Below are some lines of data. Return all of them as they are.

STUDY MATERIAL START

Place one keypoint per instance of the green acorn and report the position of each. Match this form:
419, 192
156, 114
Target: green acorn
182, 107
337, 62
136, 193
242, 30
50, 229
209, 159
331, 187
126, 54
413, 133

STUDY MATERIAL END

- SOLUTION
Place one keypoint per instance of the green acorn and report the position of each. Match this form:
419, 192
156, 114
Target: green acorn
182, 107
337, 62
136, 193
242, 30
50, 229
209, 159
331, 187
126, 54
413, 133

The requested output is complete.